** Opening Given text block **
Mathematics for Liberal Arts

This course for liberal arts students explores mathematics topics in order to improve quantitative reasoning and decision-making in everyday life, as well as to develop an appreciation for the power and beauty of mathematics in the world around us. Topics of study vary by term and by instructor. Good English writing and communications skills are recommended.

MATH 2210

Applied Linear Algebra

MATH 2210 is an introductory course in linear algebra with an emphasis on application to problems in engineering and science. Topics include vectors and geometry, systems of linear equations, matrices, subspaces, determinants, linear transformations, complex numbers, eigenvalues and eigenvectors, and orthogonality. Students with credit for MATH 2232 may not take this course for further credit.

MATH 2230

Discrete Mathematics II

This is the second of two discrete mathematics courses for computing science students. Topics in this course include cardinality of sets, recursion, recurrence relations, generating functions, inclusion-exclusion, equivalence relations, partial orders, partitions, graphs, trees, and complexity of algorithms.

MATH 2232

Linear Algebra

MATH 2232 is a one semester introductory course designed to provide a foundation in the mathematics of linear algebra. This course is often the first course in abstract mathematics and the student is taught how to prove theorems. Topics include the solving of systems of equations, matrices and determinants, the vector space, n-dimensional Euclidean space, general vector spaces, linear transformations, eigenvalues and eigenvectors and the diagonalisation of matrices.

MATH 2245

Introduction to Mathematical Analysis

An introduction to analysis for students who have successfully completed the first year of calculus. This course presents foundation concepts in analysis which lay the groundwork for further study in pure and applied mathematics, in particular real analysis courses. It is normally required material for mathematics majors. Topics studied include the nature of proof, set theory and cardinality, the real numbers, limits of sequences and functions, continuity, formal coverage of the derivative and the mean value theorem, Taylor’s theorem, the Riemann integral, the fundamental theorem of calculus, and topics in infinite series.
** Closing Given text block **
** Opening Dataset extract block **
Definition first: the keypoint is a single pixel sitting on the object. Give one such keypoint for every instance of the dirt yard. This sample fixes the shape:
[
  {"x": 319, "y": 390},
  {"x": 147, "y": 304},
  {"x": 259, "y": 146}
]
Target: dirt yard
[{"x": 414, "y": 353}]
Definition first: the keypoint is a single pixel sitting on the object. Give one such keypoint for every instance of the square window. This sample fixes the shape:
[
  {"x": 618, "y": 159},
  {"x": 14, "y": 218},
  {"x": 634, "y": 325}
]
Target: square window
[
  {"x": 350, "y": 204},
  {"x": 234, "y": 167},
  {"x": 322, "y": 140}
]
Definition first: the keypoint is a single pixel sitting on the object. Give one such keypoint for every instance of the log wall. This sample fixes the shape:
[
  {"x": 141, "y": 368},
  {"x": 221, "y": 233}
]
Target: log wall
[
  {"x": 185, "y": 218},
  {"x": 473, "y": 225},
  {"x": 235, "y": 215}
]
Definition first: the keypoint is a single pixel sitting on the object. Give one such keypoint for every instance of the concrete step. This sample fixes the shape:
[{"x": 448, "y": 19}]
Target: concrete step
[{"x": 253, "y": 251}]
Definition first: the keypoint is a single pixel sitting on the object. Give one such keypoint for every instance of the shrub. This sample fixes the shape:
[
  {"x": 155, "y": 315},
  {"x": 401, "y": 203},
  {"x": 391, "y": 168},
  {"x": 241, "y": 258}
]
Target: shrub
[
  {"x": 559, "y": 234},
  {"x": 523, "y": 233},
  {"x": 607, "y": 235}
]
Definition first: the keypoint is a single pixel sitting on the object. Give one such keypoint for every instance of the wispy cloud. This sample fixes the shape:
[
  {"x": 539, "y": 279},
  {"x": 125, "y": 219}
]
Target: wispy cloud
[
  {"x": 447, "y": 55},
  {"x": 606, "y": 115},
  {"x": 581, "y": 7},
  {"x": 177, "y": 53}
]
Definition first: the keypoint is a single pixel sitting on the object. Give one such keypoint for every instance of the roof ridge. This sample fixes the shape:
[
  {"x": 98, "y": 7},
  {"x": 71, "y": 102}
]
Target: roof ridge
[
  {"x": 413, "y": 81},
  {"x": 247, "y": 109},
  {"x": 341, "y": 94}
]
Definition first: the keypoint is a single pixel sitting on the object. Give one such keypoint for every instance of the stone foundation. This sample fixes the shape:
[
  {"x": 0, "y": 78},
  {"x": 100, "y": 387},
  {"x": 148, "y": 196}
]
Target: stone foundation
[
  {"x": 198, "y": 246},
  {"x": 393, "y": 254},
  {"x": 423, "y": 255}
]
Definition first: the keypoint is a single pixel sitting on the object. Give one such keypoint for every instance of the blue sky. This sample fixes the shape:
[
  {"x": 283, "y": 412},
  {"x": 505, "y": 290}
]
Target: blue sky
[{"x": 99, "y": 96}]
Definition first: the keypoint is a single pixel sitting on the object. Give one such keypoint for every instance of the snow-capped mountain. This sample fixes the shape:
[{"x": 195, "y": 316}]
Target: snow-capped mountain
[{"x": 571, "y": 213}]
** Closing Dataset extract block **
• _Activity_
Write what comes next in the math course descriptions, starting after their final sentence. The lines above have no role here.

• _Exercise output_
MATH 2260

Probability and Statistics for Science & Engineering

Introduction to descriptive statistics, laws of probability, distributions of continuous and discrete random variables, inferential statistics, correlation and linear regression. This course rigorously develops statistical theory and is intended for those students who will continue on in applied disciplines or wish to pursue more statistics courses.

MATH 2321

Calculus III

This course extends the theory of differential and integral calculus to functions of many variables. Topics include the study of vectors, quadric surfaces, vector functions, cylindrical and spherical coordinates, partial derivatives, multiple integrals, vector fields and line integrals; all with applications.

MATH 2421

Introduction to Differential Equations

This course is an introduction to ordinary differential equations. Topics include the solution of first- and higher order differential equations, power series solutions, Laplace transforms, linear and non-linear systems and applications.

MATH 2440

Calculus IV

This is a course in vector calculus that applies calculus to vector functions of a single variable as well as to scalar and vector fields. Topics include vector algebra, vector-valued functions, scalar and vector fields, gradient, divergence, curl, line, surface and volume integrals, the divergence theorem as well as the theorems of Green and Stokes.

MATH 3316

Introduction to Numerical Analysis

This course is a presentation of the problems commonly arising in numerical analysis and scientific computing and the basic methods for their solutions. Topics include number systems and errors, solution of nonlinear equations, systems of linear equations, interpolation and approximation, differentiation and integration, and initial value problems. This course will involve the use of a numerical software package (such as MATLAB) and/or a high-level programming language (such as C/C++).